- _TEXTE ÉTUDIÉ_:
────────────────

Mais si l’implémentation du confinement est politique, sa décision a été médicale, du moins je le sais pour la Suisse, parce que j’y ai des amis épidémiologistes influents, et je sais qu’ils ont pesé dans la décision, notamment au regard de la situation italienne. Je pense qu’il s’est passé la même chose en France, ainsi que dans beaucoup d’autres pays. Dans cette histoire, les politiques n’ont fait que suivre les scientifiques, souvent avec du retard à l’allumage.
Pourquoi les médecins ont-il voulu un confinement et souhaitent qu’il se prolonge jusqu’à ce que le nombre quotidien de morts retombe en dessous de son niveau à la veille du confinement ?
- Parce que le coronavirus n’est pas une grippette et met les systèmes de santé à rude épreuve.
- Parce que les soignants eux-mêmes sont au bord du burn-out.

────────────────

- _ENREGISTREMENTS_:
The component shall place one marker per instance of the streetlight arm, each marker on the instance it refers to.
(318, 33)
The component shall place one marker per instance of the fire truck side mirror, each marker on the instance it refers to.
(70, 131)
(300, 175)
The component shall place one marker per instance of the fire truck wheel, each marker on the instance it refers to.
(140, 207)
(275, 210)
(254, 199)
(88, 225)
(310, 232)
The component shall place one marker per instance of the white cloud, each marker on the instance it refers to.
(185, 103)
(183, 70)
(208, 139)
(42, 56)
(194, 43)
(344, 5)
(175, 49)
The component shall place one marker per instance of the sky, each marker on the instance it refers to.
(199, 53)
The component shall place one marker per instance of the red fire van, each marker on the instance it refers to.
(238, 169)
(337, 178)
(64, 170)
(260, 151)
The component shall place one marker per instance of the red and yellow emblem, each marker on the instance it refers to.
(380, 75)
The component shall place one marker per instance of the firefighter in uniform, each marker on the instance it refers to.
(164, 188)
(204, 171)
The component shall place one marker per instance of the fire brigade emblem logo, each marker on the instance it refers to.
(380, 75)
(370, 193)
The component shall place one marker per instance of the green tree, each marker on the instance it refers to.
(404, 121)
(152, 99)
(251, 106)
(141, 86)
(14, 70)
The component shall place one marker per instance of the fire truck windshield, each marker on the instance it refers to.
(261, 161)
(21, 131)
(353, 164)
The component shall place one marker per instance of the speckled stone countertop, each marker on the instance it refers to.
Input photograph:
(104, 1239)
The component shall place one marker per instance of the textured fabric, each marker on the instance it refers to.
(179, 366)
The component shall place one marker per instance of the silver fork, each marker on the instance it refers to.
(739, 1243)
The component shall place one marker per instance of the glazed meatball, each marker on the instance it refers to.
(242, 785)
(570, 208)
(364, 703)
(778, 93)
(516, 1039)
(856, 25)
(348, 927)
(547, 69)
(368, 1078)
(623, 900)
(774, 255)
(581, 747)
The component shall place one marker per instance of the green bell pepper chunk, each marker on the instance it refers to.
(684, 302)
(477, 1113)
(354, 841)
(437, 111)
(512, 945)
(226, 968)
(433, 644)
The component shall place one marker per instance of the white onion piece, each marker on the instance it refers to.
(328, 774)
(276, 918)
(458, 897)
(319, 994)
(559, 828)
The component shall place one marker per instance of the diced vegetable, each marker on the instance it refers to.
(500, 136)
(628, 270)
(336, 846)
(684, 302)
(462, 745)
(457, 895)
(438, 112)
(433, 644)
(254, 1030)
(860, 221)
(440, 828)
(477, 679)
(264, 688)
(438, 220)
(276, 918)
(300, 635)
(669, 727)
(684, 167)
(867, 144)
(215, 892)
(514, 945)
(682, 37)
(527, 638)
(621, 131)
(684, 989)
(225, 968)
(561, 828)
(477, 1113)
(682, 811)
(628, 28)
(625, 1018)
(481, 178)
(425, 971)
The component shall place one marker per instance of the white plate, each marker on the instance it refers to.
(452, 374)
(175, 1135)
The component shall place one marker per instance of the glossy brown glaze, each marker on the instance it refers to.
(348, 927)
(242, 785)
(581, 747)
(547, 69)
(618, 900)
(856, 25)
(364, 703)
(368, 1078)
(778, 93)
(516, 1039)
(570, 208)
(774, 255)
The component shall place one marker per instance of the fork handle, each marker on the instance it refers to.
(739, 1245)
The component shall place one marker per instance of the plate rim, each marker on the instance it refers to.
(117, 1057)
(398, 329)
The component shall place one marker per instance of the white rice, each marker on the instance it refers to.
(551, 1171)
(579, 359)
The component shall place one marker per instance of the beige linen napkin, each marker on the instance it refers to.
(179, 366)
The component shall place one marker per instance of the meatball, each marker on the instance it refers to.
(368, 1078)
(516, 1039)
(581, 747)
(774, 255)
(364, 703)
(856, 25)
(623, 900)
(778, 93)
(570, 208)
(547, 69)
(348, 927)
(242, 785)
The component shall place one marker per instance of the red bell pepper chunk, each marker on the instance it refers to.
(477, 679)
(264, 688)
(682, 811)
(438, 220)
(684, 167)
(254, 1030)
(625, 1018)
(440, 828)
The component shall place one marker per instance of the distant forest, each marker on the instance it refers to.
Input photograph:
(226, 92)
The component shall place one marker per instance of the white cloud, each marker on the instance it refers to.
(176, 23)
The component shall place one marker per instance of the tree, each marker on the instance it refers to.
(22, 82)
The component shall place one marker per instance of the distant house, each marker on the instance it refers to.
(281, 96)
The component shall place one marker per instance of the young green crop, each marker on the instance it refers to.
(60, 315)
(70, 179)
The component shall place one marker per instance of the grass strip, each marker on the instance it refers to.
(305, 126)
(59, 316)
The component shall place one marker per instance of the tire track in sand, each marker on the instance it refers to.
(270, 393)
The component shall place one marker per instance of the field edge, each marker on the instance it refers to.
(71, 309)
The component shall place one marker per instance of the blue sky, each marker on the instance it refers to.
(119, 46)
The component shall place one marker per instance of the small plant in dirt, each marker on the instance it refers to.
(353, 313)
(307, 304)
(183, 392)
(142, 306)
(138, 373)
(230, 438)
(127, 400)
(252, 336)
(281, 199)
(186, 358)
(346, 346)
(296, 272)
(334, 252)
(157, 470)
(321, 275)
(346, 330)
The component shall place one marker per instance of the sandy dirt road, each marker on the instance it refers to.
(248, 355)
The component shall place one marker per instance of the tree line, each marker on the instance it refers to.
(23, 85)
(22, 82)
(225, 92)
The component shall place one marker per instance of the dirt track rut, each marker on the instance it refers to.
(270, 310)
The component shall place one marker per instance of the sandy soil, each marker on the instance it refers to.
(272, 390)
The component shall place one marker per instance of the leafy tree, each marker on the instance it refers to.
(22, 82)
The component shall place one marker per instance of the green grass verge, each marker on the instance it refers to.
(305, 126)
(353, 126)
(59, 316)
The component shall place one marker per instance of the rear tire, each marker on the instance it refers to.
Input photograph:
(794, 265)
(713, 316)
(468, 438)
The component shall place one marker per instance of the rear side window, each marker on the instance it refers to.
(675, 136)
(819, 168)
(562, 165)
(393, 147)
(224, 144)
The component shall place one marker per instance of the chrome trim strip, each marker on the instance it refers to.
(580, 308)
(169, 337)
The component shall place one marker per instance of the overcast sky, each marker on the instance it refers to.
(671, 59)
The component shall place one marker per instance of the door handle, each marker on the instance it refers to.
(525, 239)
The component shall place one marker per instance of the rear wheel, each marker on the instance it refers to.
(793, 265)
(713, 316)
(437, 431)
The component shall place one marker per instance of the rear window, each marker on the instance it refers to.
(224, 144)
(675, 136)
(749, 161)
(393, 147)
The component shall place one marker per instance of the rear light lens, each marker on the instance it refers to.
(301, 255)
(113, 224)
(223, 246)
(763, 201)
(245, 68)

────────────────

- _PROBLÈME À RÉSOUDRE_:
Recopiez sans rien changer le passage du texte sur le confinement situé entre « Pourquoi les médecins » et « du confinement ? », ces deux bornes comprises. Les enregistrements forment un matériau distinct du texte.

- _RÉPONSE_:
Pourquoi les médecins ont-il voulu un confinement et souhaitent qu’il se prolonge jusqu’à ce que le nombre quotidien de morts retombe en dessous de son niveau à la veille du confinement ?